» CONSIGNE
Recopiez le passage du texte sur les réseaux d'interaction entre protéines qui commence à « 3. Simuler les » et se termine à « fonctionnement des organismes. ».

» EXTRAIT DU TEXTE
Au-delà de ces deux méthodes d’identification de protéines inconnues, la combinaison de purification / caractérisation est à l’origine de multiples « tactiques » employées en protéomique, mais aussi en simulation de réseaux d’interaction.
La méthode de double hybride est quant à elle employée pour étudier les interactions entre protéines. Cette technique de biologie moléculaire met en évidence la capacité d’une protéine connue à interagir avec une protéine inconnue, permettant aussi de valider in vivo des hypothèses d’interaction protéique posées, par exemple, à la suite d’une recherche de similarité de séquences. À plus large échelle, les résultats obtenus aident à la construction de cartes, ou réseaux, d’interaction.
3. Simuler les réseaux d’interaction
Tous les mécanismes cellulaires, et de ce fait tous les phénomènes qu’ils sous-tendent au niveau de l’organisme entier, résultent d’interactions. Interactions au niveau moléculaire, que ce soit entre protéine et ADN (régulation de l’expression des gènes), entre différentes protéines, ou entre protéine et ARN (par exemple, lors de la traduction). Connaître les réseaux d’interaction qui connectent les différents acteurs de ces mécanismes ouvre la voie à la compréhension du fonctionnement des organismes.
Les techniques utilisées pour l’étude du transcriptome et du protéome apportent des informations précieuses : quels gènes sont exprimés simultanément dans des conditions précises et quelles protéines interagissent.
Ces données expérimentales servent de point de départ aux bio-informaticiens. Les outils mathématiques développés simulent les interactions et gèrent la complexité créée par l’existence fréquente de boucles de rétroaction, positive ou négative, reliant les différentes molécules. À terme, le but de ces recherches est de parvenir à simuler des systèmes de plus en plus complexes, pour aboutir à la modélisation d’une cellule vivante, simplifiée. On imagine déjà aisément quelles pourraient être ses futures applications, en particulier en pharmacologie, pour tester l’effet de nouvelles molécules in silico.
Science fiction ? Quoi qu’il en soit, plusieurs projets s’y emploient actuellement, au Japon, aux États-Unis et en Europe.

» EXTRAITS DE LISTE

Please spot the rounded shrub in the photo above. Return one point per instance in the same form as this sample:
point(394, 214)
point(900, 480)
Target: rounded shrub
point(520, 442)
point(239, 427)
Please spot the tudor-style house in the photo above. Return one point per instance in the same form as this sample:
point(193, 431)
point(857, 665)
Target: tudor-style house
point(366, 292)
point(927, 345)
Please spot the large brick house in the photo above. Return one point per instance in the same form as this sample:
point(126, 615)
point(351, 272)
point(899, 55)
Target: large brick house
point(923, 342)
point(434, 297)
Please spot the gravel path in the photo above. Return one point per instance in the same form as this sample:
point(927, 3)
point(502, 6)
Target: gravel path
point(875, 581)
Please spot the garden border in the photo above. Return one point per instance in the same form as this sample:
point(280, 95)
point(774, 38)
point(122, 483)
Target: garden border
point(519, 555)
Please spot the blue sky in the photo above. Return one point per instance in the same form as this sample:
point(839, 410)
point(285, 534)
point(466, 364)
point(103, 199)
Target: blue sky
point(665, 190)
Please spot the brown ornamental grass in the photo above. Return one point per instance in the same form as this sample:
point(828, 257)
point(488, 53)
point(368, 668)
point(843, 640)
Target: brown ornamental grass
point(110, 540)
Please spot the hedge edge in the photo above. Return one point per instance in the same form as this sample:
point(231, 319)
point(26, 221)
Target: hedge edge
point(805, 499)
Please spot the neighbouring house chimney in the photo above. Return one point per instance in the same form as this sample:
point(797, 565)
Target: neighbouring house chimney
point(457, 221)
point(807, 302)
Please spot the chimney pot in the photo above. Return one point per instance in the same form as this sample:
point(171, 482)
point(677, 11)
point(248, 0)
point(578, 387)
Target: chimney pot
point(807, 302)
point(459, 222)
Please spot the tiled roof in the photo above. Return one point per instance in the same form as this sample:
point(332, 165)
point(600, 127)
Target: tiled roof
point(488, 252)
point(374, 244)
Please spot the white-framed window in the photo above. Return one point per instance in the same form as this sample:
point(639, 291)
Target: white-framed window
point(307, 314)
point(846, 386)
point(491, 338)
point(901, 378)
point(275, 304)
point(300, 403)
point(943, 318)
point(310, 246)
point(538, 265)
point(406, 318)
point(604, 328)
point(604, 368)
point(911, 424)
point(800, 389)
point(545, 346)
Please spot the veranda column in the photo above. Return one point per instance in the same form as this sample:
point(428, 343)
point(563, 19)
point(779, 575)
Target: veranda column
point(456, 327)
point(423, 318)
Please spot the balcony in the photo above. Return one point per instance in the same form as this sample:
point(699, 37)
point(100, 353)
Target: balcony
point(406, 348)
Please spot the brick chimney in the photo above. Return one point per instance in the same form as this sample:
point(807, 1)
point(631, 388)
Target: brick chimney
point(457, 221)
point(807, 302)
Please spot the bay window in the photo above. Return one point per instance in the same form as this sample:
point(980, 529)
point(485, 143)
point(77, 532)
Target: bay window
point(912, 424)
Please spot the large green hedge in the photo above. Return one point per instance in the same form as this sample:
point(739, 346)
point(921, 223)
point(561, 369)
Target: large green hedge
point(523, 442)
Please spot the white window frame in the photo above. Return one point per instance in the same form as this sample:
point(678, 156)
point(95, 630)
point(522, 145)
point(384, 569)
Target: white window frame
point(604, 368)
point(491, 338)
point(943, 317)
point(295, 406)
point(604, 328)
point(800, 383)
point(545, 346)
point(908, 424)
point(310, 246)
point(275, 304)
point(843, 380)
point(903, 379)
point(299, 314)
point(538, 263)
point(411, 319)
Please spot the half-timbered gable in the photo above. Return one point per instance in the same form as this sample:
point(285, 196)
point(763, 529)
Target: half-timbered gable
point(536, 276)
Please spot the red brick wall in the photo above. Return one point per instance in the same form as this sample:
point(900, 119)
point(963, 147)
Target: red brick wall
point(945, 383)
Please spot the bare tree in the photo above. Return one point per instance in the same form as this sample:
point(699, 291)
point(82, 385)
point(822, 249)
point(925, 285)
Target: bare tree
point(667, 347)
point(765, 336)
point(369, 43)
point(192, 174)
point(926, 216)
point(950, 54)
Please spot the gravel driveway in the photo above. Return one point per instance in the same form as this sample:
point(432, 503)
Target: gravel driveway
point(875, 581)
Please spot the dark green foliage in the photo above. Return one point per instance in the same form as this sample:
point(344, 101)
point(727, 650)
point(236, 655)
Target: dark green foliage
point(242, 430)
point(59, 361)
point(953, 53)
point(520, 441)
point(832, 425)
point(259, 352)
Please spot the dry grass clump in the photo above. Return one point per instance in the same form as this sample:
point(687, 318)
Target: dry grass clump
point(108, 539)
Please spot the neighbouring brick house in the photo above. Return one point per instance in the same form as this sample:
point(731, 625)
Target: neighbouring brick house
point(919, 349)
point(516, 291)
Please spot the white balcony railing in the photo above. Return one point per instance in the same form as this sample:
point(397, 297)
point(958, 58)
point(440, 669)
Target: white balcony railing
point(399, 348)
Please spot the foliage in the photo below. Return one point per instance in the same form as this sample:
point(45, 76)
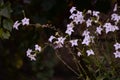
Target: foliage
point(14, 42)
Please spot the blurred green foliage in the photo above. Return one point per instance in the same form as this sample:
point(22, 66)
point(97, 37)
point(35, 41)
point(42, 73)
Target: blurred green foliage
point(14, 64)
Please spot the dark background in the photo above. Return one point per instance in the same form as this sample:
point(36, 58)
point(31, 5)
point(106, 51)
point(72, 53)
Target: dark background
point(14, 65)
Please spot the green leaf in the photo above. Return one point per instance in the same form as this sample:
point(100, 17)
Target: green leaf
point(7, 24)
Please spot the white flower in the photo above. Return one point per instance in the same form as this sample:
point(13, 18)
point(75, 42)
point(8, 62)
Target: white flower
point(72, 9)
point(86, 40)
point(115, 8)
point(29, 52)
point(117, 54)
point(60, 40)
point(98, 30)
point(37, 48)
point(78, 17)
point(88, 22)
point(51, 38)
point(90, 52)
point(30, 55)
point(109, 27)
point(16, 24)
point(117, 46)
point(69, 29)
point(79, 54)
point(58, 45)
point(86, 33)
point(25, 21)
point(89, 12)
point(96, 13)
point(115, 17)
point(74, 42)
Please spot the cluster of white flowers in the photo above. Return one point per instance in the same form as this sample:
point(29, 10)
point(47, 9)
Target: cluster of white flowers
point(76, 17)
point(69, 29)
point(117, 47)
point(24, 21)
point(59, 42)
point(90, 52)
point(87, 38)
point(110, 28)
point(32, 53)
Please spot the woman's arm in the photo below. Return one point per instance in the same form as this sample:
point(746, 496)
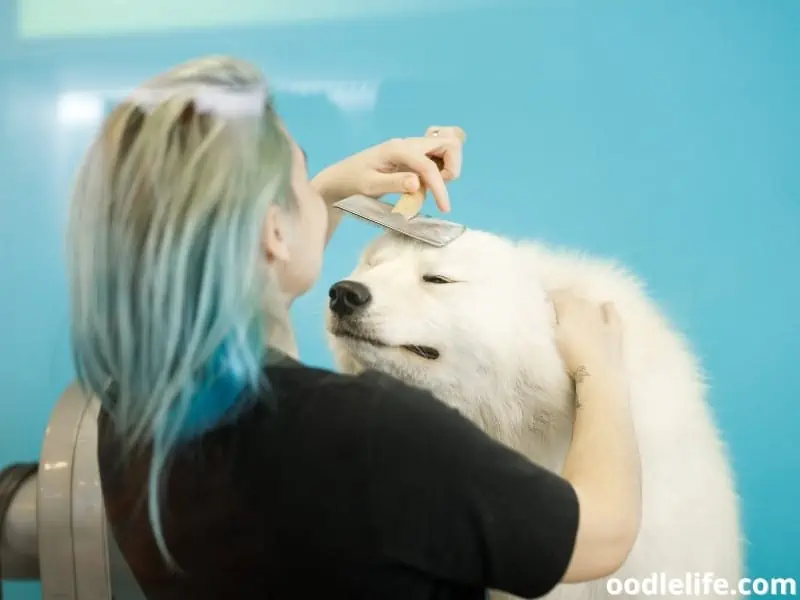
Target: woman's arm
point(603, 467)
point(603, 462)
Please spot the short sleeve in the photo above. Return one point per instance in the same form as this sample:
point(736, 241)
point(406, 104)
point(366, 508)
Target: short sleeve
point(452, 502)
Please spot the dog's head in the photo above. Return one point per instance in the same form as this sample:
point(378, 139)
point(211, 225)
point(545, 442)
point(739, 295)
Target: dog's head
point(469, 322)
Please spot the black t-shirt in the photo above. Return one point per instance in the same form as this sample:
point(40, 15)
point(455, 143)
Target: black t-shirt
point(340, 487)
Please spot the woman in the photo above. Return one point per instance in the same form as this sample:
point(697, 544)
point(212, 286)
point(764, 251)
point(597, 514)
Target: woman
point(228, 470)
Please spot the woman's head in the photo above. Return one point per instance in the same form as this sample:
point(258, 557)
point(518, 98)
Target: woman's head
point(192, 225)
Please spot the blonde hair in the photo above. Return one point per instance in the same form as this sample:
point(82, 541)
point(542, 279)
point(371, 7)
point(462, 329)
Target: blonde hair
point(170, 297)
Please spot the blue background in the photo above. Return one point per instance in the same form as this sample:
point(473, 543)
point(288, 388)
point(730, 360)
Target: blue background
point(663, 133)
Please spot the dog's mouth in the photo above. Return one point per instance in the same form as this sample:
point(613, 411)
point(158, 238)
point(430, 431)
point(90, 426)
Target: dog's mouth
point(426, 352)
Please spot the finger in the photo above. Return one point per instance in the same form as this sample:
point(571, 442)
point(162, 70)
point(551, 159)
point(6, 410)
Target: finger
point(381, 184)
point(446, 149)
point(410, 156)
point(444, 131)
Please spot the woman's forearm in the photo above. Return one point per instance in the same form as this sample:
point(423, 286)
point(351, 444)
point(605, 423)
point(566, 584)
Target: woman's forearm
point(603, 466)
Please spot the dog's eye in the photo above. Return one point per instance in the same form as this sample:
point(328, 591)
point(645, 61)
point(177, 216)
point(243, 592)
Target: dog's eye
point(436, 279)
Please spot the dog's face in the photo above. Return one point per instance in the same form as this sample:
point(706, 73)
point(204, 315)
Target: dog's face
point(469, 321)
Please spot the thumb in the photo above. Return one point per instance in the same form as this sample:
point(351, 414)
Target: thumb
point(392, 183)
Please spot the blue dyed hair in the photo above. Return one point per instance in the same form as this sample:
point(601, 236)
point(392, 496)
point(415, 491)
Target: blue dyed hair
point(170, 295)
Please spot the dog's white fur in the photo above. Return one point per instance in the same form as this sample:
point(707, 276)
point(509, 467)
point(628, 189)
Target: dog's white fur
point(500, 367)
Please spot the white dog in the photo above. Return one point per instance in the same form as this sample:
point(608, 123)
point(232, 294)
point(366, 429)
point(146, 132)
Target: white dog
point(471, 322)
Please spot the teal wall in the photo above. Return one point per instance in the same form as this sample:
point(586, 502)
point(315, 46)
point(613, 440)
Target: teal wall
point(665, 133)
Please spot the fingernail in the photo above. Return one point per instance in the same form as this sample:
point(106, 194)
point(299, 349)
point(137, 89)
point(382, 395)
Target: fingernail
point(411, 184)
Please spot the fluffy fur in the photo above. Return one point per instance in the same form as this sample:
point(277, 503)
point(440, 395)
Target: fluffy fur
point(492, 325)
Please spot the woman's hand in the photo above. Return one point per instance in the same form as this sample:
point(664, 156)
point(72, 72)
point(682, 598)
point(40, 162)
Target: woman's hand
point(602, 463)
point(399, 165)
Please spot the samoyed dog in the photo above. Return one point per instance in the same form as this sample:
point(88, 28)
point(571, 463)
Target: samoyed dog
point(471, 322)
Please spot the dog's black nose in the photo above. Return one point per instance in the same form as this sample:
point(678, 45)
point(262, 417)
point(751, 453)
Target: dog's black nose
point(348, 296)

» RÉPONSE
3. Simuler les réseaux d’interaction
Tous les mécanismes cellulaires, et de ce fait tous les phénomènes qu’ils sous-tendent au niveau de l’organisme entier, résultent d’interactions. Interactions au niveau moléculaire, que ce soit entre protéine et ADN (régulation de l’expression des gènes), entre différentes protéines, ou entre protéine et ARN (par exemple, lors de la traduction). Connaître les réseaux d’interaction qui connectent les différents acteurs de ces mécanismes ouvre la voie à la compréhension du fonctionnement des organismes.